| Cosa fare |
**A)** Ricopia, per favore, dal brano sul Super Santos il tratto che va da "Nei primi anni" fino a "campi di calcio.".
**B)** Secondo il brano sul Super Santos, quale azienda iniziò a produrre la sfera nei primi anni sessanta?

Duecentottanta grammi di felicità
[di Crescenzo Marino]
Non avevamo bisogno di campi in erba e nemmeno di divise perfette e tutte uguali per giocare, bastava semplicemente la nostra voglia di divertirsi e un oggetto di appena 280 grammi, sferico e semplice, così banale e fragile, ma che costituiva il punto di partenza dei nostri sogni di gloria.
Nei primi anni sessanta, la Mondo, un’azienda torinese di proprietà di Edmondo Stroppiana, grazie all’intuizione di Stefano Seno, un suo operaio, ispirandosi alla vittoria del Brasile nei campionati del mondo in Cile nel 1962, iniziò a produrre una sfera che richiamava i colori e le strisce nere dei palloni di cuoio di quell’epoca. Nacque così il Super Santos, l’oggetto più desiderato, usato e acquistato dai ragazzi, e non solo, degli anni sessanta, settanta e ottanta. Bastava “averlo tra i piedi” e i vicoli, i cortili, le strade e le piazze si trasformavano in campi di calcio.

Voci salvate:
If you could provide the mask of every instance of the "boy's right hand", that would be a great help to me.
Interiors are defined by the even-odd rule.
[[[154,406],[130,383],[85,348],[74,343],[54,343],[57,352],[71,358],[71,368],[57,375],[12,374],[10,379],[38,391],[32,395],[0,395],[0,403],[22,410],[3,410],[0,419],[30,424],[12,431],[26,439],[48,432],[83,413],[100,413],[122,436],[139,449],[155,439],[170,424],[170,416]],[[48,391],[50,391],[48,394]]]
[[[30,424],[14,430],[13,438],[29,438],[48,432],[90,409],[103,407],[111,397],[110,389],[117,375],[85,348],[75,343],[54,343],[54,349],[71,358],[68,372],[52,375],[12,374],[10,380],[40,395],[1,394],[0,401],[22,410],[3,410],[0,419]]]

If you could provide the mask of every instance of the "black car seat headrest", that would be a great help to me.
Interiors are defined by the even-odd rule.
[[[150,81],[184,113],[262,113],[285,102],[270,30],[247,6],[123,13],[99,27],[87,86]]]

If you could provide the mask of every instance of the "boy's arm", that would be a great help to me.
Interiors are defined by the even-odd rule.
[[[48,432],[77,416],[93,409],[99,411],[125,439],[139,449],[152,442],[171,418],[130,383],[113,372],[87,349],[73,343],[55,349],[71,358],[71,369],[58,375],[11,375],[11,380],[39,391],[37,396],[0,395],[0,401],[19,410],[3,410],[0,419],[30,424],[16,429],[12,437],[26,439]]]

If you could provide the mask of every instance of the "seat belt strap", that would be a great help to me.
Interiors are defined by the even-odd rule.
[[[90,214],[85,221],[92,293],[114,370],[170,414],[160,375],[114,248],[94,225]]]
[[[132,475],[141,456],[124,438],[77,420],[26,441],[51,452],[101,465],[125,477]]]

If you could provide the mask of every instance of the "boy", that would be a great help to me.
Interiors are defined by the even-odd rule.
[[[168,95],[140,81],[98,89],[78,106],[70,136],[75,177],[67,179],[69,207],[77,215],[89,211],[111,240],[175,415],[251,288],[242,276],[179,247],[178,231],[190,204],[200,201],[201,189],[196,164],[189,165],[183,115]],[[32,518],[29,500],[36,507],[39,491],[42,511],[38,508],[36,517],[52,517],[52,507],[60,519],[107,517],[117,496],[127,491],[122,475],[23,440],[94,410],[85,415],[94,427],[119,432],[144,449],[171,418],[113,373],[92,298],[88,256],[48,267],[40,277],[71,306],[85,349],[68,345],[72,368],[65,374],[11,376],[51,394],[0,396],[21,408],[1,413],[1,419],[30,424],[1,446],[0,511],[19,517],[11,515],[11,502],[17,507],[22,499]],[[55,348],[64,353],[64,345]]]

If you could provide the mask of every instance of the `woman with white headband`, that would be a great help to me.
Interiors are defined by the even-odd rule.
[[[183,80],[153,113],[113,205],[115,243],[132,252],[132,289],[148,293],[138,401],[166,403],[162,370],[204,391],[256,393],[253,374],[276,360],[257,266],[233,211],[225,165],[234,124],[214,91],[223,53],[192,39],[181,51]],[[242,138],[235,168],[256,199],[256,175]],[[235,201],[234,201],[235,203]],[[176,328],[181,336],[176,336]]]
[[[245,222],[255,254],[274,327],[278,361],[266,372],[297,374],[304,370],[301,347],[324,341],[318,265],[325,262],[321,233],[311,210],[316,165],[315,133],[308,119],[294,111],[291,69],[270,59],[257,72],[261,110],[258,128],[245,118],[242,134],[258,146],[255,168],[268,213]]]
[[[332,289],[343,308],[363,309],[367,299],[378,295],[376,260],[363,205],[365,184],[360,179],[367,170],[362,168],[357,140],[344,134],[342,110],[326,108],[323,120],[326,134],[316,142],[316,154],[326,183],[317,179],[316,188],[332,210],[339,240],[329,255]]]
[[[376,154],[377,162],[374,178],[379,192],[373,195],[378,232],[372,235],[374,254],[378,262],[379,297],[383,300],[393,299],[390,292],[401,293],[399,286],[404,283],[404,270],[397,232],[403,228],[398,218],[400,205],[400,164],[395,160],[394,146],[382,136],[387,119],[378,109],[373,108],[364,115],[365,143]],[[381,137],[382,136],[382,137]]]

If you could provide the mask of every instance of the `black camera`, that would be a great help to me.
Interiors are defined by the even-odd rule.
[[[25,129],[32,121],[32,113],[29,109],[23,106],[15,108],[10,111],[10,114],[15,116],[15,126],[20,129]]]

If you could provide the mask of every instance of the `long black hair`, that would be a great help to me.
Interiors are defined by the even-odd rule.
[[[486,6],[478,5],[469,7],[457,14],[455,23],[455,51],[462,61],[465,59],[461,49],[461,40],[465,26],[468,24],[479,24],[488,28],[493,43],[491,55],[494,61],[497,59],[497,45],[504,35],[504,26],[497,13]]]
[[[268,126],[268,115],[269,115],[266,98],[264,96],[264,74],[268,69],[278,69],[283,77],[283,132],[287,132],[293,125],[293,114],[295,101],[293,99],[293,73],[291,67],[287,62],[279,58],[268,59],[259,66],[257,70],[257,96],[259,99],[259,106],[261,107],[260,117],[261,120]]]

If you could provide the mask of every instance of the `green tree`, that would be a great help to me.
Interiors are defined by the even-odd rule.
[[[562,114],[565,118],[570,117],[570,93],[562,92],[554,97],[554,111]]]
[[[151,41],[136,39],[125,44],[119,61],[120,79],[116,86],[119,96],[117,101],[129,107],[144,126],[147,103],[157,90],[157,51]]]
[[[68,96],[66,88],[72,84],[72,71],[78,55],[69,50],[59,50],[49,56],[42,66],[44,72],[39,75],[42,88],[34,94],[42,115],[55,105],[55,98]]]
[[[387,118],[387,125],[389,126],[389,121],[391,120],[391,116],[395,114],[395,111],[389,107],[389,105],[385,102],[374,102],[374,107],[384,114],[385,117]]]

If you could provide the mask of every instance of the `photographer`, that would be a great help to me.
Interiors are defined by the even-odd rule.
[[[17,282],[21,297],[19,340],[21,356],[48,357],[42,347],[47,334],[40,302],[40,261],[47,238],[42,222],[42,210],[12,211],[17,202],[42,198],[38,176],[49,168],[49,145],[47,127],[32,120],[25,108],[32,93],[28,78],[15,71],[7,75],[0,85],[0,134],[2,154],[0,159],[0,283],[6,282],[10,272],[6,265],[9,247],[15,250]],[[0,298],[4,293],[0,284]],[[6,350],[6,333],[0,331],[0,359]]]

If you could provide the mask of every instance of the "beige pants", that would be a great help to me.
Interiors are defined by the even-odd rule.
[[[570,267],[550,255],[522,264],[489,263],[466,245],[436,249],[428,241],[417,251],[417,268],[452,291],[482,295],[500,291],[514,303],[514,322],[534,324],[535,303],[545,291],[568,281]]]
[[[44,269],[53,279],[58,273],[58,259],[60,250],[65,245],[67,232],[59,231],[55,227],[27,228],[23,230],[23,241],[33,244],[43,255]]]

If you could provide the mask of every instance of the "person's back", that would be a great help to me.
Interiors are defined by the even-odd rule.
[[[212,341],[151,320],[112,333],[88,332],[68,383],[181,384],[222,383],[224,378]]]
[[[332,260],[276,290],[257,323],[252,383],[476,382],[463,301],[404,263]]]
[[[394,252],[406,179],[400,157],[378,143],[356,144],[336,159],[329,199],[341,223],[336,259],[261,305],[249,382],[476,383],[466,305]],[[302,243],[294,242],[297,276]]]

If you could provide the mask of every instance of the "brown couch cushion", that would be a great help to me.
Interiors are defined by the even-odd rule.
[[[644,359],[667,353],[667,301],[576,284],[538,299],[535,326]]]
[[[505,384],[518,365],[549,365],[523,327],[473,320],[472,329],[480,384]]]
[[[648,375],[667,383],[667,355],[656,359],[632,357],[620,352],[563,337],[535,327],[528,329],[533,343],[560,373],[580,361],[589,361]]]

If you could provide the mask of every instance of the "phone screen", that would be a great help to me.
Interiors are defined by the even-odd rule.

| Sezione risposte |
**A)**
Nei primi anni sessanta, la Mondo, un’azienda torinese di proprietà di Edmondo Stroppiana, grazie all’intuizione di Stefano Seno, un suo operaio, ispirandosi alla vittoria del Brasile nei campionati del mondo in Cile nel 1962, iniziò a produrre una sfera che richiamava i colori e le strisce nere dei palloni di cuoio di quell’epoca. Nacque così il Super Santos, l’oggetto più desiderato, usato e acquistato dai ragazzi, e non solo, degli anni sessanta, settanta e ottanta. Bastava “averlo tra i piedi” e i vicoli, i cortili, le strade e le piazze si trasformavano in campi di calcio.

**B)** La Mondo, un'azienda torinese di proprietà di Edmondo Stroppiana.